| > I recently copied a website that is a password protected
> message forum. I used the Capture URL feature to record
my
> username and password. After completing the mirror, Many,
> but not all, of the messages that I had posted on the
site
> were deleted from the website, but were intact on my
local
> copy that I had just made.
> Is there a setting or filter that I should have used to
> prevent this?
This is definitely a design bug on the server, because
regular URLs (generating GET requests) should not have side-
effects to on the database. Especially, "delete" or "move"
actions should always be triggere by POSTed forms, so that
regular crawlers do not "f up" the forum when running.
Anyway, the mandatory analysis to be done BEFORE crawling a
forum is to list which links are composing the forum ; such
as:
- links to display a regular page ; such as
<http://www.example.com/myforum/forum.cgi?id=1234&foobar=cherry>
- links to display the next page or previous page following
a regular page ; such as
<http://www.example.com/myforum/forum.cgi?id=1234&foobar=cherry&next>
which is, in this example, identical to:
<http://www.example.com/myforum/forum.cgi?id=1235&foobar=cherry>
- links to make an action, such as delete or reply
<http://www.example.com/myforum/forum.cgi?delete&id=1234>
or
<http://www.example.com/myforum/forum.cgi?reply&id=1234>
Here, you'll have to use scan rules such as:
-* +www.example.com/myforum/forum.cgi*
-www.example.com/myforum/forum.cgi*delete*
-www.example.com/myforum/forum.cgi*reply*
-www.example.com/myforum/forum.cgi*next*
-www.example.com/myforum/forum.cgi*previous*
To get all regular forum pages, except the "delete/reply"
links, and except "previous" ans "next" pages, which would
cause to fetch all pages in 3 identical versions, wasting
3X bandwidth.
You can also, optionnally, include images or related files
that could be located outside the forum:
+*.gif +*.jpg +*.png +*.css +*.js
| |

YOUR GOAL: In the forum thread about mirroring a message forum, why does the reply recommend scan rules that exclude the "next" and "previous" links? You won't need the items that come after this thread.

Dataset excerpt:
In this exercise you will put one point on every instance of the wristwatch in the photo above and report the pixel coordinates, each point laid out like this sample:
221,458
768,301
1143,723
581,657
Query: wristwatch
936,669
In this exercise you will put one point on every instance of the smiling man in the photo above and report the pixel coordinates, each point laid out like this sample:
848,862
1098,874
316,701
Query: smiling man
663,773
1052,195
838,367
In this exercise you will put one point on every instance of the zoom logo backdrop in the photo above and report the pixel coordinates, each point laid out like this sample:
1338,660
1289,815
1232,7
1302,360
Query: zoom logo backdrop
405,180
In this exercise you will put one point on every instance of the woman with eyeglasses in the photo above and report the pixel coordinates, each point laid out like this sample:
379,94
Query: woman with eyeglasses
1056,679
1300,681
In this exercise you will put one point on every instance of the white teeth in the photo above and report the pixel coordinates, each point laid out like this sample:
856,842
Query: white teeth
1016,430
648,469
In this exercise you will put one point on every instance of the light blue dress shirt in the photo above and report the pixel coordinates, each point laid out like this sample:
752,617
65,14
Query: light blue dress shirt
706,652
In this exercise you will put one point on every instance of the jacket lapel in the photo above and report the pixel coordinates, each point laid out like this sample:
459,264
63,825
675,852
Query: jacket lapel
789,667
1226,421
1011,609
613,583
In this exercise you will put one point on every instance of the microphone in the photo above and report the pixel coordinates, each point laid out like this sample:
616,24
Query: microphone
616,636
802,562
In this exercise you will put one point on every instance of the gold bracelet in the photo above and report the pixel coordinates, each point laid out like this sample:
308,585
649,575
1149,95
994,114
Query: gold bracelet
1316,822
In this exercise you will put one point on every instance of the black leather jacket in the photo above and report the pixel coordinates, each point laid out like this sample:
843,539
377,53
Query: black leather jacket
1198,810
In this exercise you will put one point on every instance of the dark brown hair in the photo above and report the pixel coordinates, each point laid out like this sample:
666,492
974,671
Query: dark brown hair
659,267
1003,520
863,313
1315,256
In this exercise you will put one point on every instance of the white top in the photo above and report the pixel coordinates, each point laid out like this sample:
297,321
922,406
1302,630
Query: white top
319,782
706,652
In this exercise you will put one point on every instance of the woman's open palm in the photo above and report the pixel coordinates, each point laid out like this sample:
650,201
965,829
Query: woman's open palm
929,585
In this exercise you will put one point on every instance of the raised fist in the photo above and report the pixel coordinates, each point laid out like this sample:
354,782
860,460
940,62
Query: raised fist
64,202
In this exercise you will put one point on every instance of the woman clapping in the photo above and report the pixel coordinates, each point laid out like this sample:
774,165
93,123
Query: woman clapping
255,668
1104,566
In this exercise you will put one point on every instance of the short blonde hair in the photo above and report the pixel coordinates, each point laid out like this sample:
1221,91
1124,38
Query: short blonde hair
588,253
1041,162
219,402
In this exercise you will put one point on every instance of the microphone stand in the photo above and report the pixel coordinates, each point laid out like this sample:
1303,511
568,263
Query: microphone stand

EXERCISE SOLUTION: Those links lead to pages that are identical to regular forum pages. Crawling them would fetch every page in three identical versions and use three times the bandwidth.